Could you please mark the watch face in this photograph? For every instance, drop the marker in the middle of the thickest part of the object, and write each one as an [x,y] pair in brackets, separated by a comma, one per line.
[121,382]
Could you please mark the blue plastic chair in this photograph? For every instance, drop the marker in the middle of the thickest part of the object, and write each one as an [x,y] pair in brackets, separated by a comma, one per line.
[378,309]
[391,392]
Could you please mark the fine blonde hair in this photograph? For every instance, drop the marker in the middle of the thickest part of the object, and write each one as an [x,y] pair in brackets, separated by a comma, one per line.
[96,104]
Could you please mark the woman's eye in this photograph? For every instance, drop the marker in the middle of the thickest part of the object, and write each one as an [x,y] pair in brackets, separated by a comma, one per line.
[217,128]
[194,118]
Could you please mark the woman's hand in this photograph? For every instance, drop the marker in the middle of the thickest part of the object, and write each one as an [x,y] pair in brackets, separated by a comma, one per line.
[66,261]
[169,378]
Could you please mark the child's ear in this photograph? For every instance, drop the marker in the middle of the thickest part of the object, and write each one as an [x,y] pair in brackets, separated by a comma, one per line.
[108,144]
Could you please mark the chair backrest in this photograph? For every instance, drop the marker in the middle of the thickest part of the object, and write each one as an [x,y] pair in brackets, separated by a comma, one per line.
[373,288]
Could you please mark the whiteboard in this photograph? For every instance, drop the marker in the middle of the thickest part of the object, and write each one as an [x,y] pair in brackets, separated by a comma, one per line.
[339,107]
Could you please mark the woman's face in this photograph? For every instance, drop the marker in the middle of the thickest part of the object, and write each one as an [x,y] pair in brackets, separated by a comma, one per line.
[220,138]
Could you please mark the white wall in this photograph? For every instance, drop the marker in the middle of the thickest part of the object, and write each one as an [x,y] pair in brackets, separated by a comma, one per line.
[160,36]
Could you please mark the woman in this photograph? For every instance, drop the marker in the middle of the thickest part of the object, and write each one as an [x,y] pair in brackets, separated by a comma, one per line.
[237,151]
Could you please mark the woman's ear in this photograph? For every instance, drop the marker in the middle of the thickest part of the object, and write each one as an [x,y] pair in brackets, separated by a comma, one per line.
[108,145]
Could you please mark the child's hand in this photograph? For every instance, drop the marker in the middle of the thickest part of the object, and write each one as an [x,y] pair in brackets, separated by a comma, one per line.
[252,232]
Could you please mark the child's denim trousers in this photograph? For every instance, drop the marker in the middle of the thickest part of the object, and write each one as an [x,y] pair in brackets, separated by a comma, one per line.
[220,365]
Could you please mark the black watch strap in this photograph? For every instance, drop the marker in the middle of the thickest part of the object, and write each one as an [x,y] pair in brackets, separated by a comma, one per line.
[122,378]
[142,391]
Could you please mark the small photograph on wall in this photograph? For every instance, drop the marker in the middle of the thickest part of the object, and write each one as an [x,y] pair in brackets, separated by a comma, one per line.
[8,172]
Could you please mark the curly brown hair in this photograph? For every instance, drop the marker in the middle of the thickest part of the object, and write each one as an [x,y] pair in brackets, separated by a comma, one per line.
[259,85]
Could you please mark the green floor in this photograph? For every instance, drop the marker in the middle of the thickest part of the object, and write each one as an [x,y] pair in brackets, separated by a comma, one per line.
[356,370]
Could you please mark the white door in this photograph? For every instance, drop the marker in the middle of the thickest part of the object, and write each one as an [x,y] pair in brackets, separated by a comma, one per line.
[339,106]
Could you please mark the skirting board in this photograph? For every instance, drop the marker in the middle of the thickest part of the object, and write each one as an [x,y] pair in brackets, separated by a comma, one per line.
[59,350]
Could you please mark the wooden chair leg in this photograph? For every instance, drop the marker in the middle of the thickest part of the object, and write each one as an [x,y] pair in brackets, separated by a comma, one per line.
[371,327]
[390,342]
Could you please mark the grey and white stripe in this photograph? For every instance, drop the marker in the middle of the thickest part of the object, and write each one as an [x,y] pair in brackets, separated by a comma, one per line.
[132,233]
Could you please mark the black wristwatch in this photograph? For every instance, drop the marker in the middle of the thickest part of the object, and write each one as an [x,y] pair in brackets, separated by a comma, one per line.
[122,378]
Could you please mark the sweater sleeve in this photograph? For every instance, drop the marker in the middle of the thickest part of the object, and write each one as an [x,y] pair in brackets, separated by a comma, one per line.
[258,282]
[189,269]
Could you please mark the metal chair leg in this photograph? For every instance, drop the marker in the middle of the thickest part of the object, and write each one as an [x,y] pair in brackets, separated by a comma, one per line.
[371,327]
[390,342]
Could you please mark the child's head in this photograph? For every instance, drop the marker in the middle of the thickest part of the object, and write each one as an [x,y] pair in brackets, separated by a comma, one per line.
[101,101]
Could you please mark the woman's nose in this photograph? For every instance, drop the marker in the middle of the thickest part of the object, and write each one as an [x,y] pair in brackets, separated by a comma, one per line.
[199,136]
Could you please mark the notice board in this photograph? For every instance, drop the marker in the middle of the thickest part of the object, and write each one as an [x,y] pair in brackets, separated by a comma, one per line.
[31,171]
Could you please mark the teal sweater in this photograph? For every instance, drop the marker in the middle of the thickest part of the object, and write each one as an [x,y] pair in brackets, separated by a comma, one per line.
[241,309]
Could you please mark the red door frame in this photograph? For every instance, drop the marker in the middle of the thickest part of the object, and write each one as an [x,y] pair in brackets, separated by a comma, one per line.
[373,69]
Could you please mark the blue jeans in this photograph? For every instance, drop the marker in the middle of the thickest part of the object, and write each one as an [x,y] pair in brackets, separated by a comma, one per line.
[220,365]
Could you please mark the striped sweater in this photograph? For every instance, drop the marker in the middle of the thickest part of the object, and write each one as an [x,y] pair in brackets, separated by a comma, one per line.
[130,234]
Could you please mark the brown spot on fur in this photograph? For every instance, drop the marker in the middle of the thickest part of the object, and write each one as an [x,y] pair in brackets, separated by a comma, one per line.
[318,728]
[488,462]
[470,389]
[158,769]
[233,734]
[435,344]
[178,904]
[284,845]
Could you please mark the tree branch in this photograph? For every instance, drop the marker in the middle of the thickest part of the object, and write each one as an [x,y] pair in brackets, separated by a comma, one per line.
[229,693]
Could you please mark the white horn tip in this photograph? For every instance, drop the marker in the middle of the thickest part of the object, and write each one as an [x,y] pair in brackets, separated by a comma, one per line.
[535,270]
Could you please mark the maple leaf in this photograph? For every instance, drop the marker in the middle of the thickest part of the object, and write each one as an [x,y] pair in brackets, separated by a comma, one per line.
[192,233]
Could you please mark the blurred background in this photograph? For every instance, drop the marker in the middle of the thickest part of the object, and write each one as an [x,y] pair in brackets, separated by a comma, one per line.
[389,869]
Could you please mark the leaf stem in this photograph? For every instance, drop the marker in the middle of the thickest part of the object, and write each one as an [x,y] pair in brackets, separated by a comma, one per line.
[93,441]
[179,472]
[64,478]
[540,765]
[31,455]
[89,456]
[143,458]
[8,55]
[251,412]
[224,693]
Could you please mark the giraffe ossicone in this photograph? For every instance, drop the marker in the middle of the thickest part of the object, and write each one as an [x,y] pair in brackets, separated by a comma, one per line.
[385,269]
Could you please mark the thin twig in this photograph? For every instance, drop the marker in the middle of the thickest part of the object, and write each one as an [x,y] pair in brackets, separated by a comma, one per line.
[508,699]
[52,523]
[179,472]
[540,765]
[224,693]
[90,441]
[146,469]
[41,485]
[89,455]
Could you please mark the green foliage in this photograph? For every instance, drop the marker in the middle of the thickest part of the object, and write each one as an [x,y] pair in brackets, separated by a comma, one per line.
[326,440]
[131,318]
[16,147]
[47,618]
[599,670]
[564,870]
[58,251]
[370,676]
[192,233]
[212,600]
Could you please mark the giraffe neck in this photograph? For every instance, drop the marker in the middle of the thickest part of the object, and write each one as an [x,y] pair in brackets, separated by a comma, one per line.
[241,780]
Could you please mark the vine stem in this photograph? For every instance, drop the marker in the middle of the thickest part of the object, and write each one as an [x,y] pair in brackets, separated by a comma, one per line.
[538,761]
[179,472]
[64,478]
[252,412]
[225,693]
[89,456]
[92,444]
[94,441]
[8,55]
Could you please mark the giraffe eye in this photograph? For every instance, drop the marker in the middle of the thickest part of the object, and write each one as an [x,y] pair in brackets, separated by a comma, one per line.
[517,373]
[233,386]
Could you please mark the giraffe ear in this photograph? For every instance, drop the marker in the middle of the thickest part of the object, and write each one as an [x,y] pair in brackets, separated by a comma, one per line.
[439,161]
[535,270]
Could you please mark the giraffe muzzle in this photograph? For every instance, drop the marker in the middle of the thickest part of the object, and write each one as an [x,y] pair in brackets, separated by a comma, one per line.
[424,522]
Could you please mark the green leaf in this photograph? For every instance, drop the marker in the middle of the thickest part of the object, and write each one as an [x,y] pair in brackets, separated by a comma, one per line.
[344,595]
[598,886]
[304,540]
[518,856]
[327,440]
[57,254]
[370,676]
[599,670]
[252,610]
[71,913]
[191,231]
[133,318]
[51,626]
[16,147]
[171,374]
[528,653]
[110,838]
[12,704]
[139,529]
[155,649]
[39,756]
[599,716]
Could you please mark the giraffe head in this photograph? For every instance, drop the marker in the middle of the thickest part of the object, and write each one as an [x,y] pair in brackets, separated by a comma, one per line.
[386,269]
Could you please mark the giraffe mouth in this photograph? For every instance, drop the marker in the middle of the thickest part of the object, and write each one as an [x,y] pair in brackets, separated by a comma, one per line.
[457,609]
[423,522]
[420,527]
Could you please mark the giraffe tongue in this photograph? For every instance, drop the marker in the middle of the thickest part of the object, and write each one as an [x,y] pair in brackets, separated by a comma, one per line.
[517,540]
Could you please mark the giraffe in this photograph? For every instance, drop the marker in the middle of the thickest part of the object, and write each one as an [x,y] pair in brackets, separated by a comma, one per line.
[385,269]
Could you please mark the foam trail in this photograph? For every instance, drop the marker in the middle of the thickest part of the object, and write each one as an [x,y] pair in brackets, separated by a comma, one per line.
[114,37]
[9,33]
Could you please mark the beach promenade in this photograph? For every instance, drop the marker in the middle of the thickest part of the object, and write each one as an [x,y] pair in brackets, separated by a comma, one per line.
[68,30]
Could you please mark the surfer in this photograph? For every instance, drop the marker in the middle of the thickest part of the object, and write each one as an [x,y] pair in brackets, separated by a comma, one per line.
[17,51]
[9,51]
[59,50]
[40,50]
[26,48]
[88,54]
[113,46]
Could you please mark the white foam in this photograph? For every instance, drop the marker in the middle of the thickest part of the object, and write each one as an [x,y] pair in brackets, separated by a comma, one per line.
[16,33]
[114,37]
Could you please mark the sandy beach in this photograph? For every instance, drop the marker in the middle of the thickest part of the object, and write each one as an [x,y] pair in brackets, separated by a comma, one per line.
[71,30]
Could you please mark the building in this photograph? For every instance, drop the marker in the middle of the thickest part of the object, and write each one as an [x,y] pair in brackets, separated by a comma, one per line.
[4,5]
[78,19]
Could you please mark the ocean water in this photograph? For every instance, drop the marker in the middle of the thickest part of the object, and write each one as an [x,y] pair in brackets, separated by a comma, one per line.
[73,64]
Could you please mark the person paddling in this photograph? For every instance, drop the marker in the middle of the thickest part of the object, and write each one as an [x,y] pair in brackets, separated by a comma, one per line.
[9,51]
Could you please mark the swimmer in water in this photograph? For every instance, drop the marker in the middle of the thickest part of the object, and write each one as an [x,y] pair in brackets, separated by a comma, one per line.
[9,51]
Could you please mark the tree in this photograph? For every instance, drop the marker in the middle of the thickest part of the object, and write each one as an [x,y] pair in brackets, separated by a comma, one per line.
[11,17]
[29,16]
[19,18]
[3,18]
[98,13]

=== Directions ===
Quote, without alteration, the final stretch of the entries: the line with "Could you please mark the sandy" onward to the last line.

=== Response for this exercise ===
Could you please mark the sandy beach in this photograph? For every instance, drop the marker in the middle of the thickest part of the object, and write each one as an [x,y] pair in brackets, separated by a comma, one per line.
[71,30]
Could you please mark the building in this photograph? For every instance, drop the marker in the middle of the thickest part of the object, and write each one as an [x,y] pair in brackets, separated by a comma, one per line.
[4,5]
[78,19]
Could you please mark the ocean water in this photograph? For every instance, drop the marker in the middle of the thickest part of the object, and write each one as an [x,y] pair in brackets, separated by a comma, one per line.
[73,64]
Could you please mark the person paddling in this photograph? For every instance, drop the marker in the middle of the thickest part of the object, and write each one as an [x,y] pair in brackets, separated by a comma, one per line.
[9,51]
Could you please mark the swimmer in water in this photograph? For every instance, drop the marker in the middle of the thickest part of the object, and write each one as an [x,y] pair in brackets, separated by a comma, one per line.
[9,51]
Could you please mark the tree in this photograph? For every instance, drop the marker in the middle of the thickest part of the object, and write each one as an [x,y] pair in brackets, separated by a comma, one per line.
[11,17]
[29,16]
[19,18]
[3,18]
[98,13]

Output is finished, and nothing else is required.